How well do you know your body, your breathing, your abilities, your limits of balance and flexibility?

Have you ever said “my body can’t do this” and that “my body type won’t do that” without even trying a physical challenge? Before you close the door to wonderful possibilities, take another look. Take the time to become truly intimate with the loveliest temple on earth, your own body.

4. Get to Know your Dreams

Your dreams and hopes create the pathway into your future. They help you build the life you can be proud of living.

Your dreams matter. Your dreams are important. Your dreams are worth going after. Don’t believe anything less.

And start getting to know your dreams well. Get to know the details and the specifics.

If you want to become a musician, ask yourself: What instrument do you want to play? What level of proficiency do you want to learn? How big a part of your life would it be? And on and on until you know everything about your dream.

Make your dreams part of your daily pursuits. Take them seriously. Work at them. Glorify them instead of hiding them and being ashamed of them.

5. Get to Know your Likes and Dislikes

What do you like and just as important, what do you dislike? Simple, innocent question but knowing this about yourself gives you a lot of confidence into who you are. A lot of people go through life liking what’s popular and disliking what’s not “cool”. Don’t do that.
★ ★ ★
## Tasks for this exercise
[a] In the piece on getting to know yourself, what do your dreams and hopes create?
[b] Continue the piece on getting to know yourself from the point where it stops.

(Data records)
★ ★ ★
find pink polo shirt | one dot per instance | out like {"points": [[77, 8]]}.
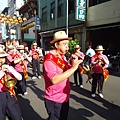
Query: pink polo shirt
{"points": [[18, 67], [59, 92], [32, 53]]}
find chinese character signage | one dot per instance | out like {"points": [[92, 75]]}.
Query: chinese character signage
{"points": [[37, 21], [81, 14], [81, 10], [81, 3]]}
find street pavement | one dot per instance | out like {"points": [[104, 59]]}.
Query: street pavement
{"points": [[82, 106]]}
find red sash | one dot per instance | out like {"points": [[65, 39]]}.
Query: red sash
{"points": [[61, 63], [23, 67], [11, 89]]}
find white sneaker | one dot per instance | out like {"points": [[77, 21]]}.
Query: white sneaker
{"points": [[25, 93], [39, 77], [74, 85], [81, 86], [101, 95], [93, 95], [34, 77]]}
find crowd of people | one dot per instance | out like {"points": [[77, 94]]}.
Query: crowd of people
{"points": [[14, 60]]}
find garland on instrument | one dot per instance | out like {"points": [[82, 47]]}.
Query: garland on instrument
{"points": [[22, 66], [36, 53], [11, 89], [57, 60]]}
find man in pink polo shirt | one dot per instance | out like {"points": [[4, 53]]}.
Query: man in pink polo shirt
{"points": [[56, 72]]}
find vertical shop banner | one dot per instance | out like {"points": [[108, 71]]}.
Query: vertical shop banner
{"points": [[81, 3], [81, 10], [3, 31], [37, 21]]}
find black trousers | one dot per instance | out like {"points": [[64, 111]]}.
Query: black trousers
{"points": [[77, 72], [98, 80], [57, 111], [36, 67], [21, 85], [9, 105]]}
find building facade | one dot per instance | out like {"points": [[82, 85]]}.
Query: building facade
{"points": [[103, 24], [58, 15]]}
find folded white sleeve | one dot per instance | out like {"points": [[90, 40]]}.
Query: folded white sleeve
{"points": [[16, 74]]}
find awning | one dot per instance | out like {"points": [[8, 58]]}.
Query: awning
{"points": [[29, 39]]}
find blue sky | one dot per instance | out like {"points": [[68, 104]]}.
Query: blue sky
{"points": [[3, 4]]}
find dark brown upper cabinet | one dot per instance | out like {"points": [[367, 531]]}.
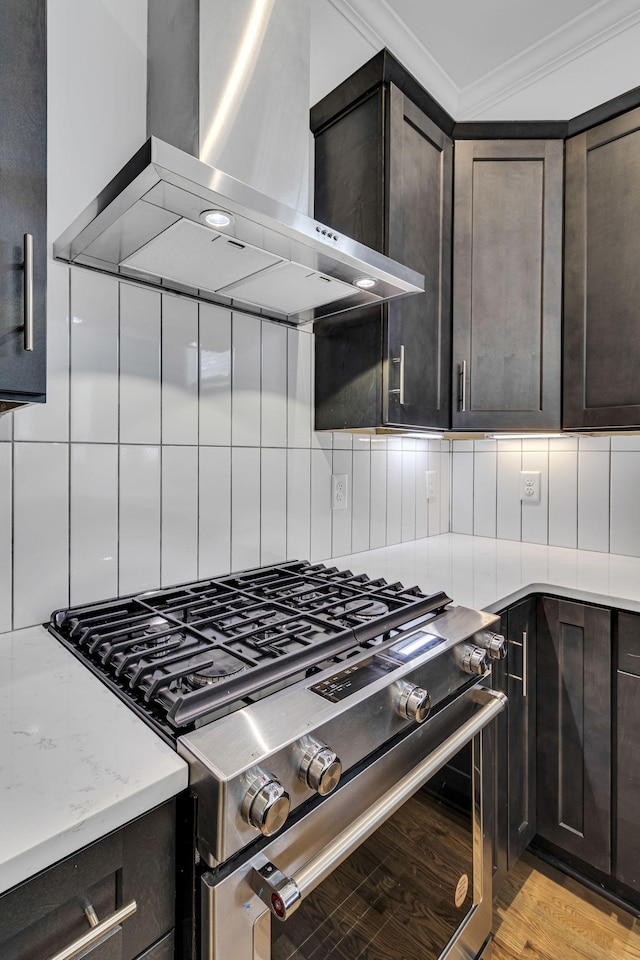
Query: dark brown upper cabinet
{"points": [[23, 201], [384, 176], [602, 279], [507, 284]]}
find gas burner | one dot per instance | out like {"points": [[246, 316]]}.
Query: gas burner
{"points": [[215, 666], [365, 609]]}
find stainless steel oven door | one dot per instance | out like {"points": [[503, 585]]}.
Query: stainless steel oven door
{"points": [[382, 868]]}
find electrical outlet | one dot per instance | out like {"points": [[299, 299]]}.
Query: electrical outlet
{"points": [[339, 491], [530, 486]]}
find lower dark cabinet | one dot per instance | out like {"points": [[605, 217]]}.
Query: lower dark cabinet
{"points": [[573, 668], [46, 914]]}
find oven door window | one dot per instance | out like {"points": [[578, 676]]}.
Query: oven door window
{"points": [[405, 892]]}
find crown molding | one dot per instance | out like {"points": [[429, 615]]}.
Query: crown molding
{"points": [[576, 38], [380, 26]]}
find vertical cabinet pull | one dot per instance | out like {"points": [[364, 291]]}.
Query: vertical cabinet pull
{"points": [[400, 390], [462, 386], [28, 291]]}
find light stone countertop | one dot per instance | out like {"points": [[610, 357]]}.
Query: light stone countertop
{"points": [[490, 574], [75, 763]]}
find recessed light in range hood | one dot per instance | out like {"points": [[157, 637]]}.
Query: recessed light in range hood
{"points": [[147, 224]]}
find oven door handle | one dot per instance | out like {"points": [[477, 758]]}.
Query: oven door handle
{"points": [[283, 894]]}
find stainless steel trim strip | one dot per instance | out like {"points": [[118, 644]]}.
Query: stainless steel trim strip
{"points": [[285, 894], [28, 291], [96, 933]]}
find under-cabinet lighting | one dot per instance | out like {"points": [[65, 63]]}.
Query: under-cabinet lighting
{"points": [[216, 218]]}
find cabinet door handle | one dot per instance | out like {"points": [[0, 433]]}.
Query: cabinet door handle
{"points": [[97, 932], [400, 389], [27, 246], [462, 386]]}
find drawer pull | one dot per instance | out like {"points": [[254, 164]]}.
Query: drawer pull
{"points": [[97, 932]]}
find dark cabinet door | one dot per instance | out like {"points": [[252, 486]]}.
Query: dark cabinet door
{"points": [[602, 280], [627, 867], [507, 284], [521, 714], [417, 362], [573, 667], [383, 175], [23, 169]]}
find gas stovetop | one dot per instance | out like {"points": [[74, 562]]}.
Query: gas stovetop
{"points": [[184, 655]]}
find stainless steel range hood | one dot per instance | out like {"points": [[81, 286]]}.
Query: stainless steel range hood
{"points": [[228, 85]]}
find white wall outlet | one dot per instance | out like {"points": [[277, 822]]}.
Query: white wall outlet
{"points": [[339, 491], [530, 486]]}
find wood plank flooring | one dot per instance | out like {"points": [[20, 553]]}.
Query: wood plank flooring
{"points": [[544, 915]]}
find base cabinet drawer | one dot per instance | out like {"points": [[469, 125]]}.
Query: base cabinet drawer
{"points": [[48, 914]]}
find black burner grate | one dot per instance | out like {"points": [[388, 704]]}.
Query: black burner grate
{"points": [[179, 654]]}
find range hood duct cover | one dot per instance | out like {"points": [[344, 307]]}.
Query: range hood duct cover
{"points": [[227, 113]]}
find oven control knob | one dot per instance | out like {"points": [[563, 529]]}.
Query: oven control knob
{"points": [[320, 768], [413, 703], [473, 659], [494, 643], [266, 804]]}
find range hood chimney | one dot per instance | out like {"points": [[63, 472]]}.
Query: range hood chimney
{"points": [[215, 202]]}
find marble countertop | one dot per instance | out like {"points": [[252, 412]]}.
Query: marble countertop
{"points": [[490, 574], [75, 763]]}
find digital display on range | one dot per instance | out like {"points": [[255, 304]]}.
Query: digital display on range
{"points": [[341, 685]]}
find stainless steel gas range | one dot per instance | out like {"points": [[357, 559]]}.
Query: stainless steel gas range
{"points": [[327, 720]]}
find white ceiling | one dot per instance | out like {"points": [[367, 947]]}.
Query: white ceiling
{"points": [[487, 59]]}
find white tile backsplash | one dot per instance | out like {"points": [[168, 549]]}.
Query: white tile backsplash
{"points": [[177, 444], [94, 522]]}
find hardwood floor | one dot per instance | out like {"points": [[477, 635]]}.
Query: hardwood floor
{"points": [[543, 915]]}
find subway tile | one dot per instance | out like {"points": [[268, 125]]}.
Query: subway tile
{"points": [[625, 515], [508, 514], [361, 501], [298, 504], [299, 398], [321, 466], [394, 491], [408, 510], [485, 468], [94, 357], [273, 506], [245, 396], [378, 509], [462, 491], [424, 506], [563, 497], [5, 535], [215, 375], [245, 508], [274, 385], [179, 371], [535, 516], [214, 538], [40, 531], [179, 552], [140, 394], [341, 519], [593, 498], [139, 523], [50, 421], [94, 522]]}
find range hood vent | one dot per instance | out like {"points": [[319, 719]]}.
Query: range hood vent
{"points": [[149, 223]]}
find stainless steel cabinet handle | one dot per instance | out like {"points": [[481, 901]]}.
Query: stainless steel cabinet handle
{"points": [[28, 291], [284, 894], [97, 932], [400, 389], [462, 386]]}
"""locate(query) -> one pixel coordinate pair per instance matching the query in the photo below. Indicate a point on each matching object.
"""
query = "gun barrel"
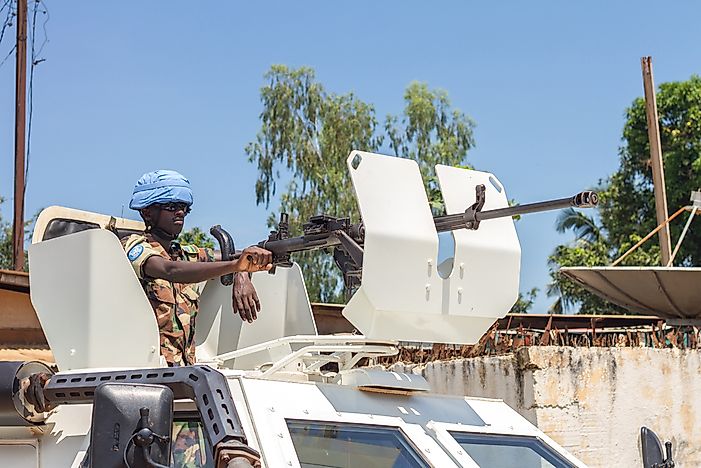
(586, 199)
(298, 244)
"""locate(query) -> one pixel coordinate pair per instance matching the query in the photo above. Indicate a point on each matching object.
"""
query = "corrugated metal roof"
(670, 293)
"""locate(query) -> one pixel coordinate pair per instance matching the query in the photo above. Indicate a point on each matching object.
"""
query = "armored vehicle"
(275, 393)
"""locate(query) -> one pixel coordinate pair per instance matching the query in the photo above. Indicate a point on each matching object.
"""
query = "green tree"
(6, 259)
(525, 302)
(626, 210)
(306, 135)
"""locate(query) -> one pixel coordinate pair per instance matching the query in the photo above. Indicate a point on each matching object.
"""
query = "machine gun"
(346, 238)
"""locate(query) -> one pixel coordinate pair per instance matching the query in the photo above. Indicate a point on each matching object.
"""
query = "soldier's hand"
(34, 391)
(245, 299)
(254, 259)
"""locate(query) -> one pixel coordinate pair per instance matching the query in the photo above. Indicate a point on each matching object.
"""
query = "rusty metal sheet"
(670, 293)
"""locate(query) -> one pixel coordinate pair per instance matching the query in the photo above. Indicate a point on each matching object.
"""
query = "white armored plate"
(402, 296)
(485, 277)
(401, 290)
(285, 311)
(90, 303)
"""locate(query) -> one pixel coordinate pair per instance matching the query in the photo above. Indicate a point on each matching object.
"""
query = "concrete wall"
(592, 401)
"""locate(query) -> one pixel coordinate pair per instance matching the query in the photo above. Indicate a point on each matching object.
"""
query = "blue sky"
(132, 86)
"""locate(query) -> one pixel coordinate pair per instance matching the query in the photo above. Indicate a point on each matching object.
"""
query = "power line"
(34, 62)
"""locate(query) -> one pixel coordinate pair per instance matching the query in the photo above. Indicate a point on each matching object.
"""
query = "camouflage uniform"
(174, 304)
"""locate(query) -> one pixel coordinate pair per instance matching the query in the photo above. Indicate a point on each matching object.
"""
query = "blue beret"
(162, 186)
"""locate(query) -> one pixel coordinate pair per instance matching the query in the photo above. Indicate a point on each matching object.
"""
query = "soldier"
(169, 272)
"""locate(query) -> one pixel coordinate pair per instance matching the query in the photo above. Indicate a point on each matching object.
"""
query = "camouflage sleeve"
(198, 254)
(206, 254)
(138, 251)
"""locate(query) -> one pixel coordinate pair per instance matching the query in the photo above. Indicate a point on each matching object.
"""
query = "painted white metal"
(306, 354)
(91, 306)
(402, 297)
(500, 419)
(306, 402)
(285, 311)
(60, 212)
(20, 453)
(485, 278)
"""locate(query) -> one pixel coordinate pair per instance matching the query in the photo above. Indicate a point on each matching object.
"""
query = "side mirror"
(132, 425)
(653, 457)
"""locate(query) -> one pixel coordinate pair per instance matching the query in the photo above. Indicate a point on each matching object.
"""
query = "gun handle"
(227, 249)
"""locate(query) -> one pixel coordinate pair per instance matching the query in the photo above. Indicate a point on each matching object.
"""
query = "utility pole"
(653, 131)
(20, 122)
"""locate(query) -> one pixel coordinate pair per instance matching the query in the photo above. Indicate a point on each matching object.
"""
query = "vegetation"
(306, 135)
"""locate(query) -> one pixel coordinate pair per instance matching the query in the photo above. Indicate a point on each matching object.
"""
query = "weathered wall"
(592, 401)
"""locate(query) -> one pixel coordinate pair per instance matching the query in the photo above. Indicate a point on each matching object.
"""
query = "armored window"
(495, 451)
(352, 446)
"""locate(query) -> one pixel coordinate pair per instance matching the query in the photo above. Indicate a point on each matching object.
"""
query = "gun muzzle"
(586, 199)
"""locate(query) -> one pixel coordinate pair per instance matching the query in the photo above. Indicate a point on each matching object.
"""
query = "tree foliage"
(306, 135)
(626, 210)
(6, 259)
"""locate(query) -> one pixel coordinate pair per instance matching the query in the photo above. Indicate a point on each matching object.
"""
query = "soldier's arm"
(251, 260)
(245, 298)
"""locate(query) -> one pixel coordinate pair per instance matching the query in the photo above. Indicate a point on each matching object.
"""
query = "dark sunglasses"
(173, 207)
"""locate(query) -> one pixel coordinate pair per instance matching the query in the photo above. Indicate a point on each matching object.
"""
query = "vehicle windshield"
(352, 446)
(496, 451)
(190, 447)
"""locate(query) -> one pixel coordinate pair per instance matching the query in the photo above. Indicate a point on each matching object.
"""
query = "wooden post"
(20, 122)
(653, 131)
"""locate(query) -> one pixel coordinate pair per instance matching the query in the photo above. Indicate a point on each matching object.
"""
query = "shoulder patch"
(135, 252)
(191, 249)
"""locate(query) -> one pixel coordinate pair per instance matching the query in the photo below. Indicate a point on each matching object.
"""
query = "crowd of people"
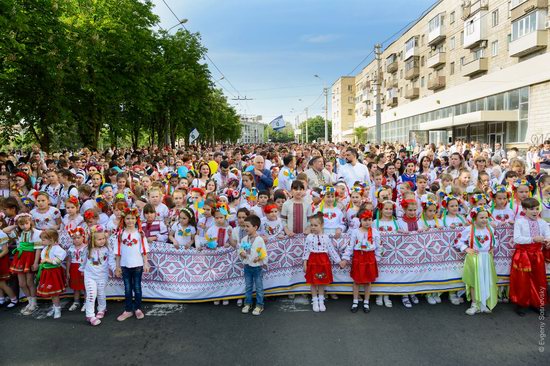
(71, 220)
★ ★ ★
## Outputs in order
[a] They create the pathway into your future.

[b]
Take the time to define your likes and dislikes, and don’t put it up for a vote among family and friends. You decide.

Defining your own likes and especially dislikes takes guts. It maybe impolite to dislike attending yet another baby shower or spending 3 hours with extended relatives, but look at the alternative. If you keep doing frustrates you and neglect what brings you joy, you give up part of who you are. It’s the least likely path to any happiness whatsoever.

Stay true to your likes and dislikes. Nobody has to like them but you!

Getting to know yourself allows you to tap into the well of happiness beyond your imagination. Bliss even on cloudy days.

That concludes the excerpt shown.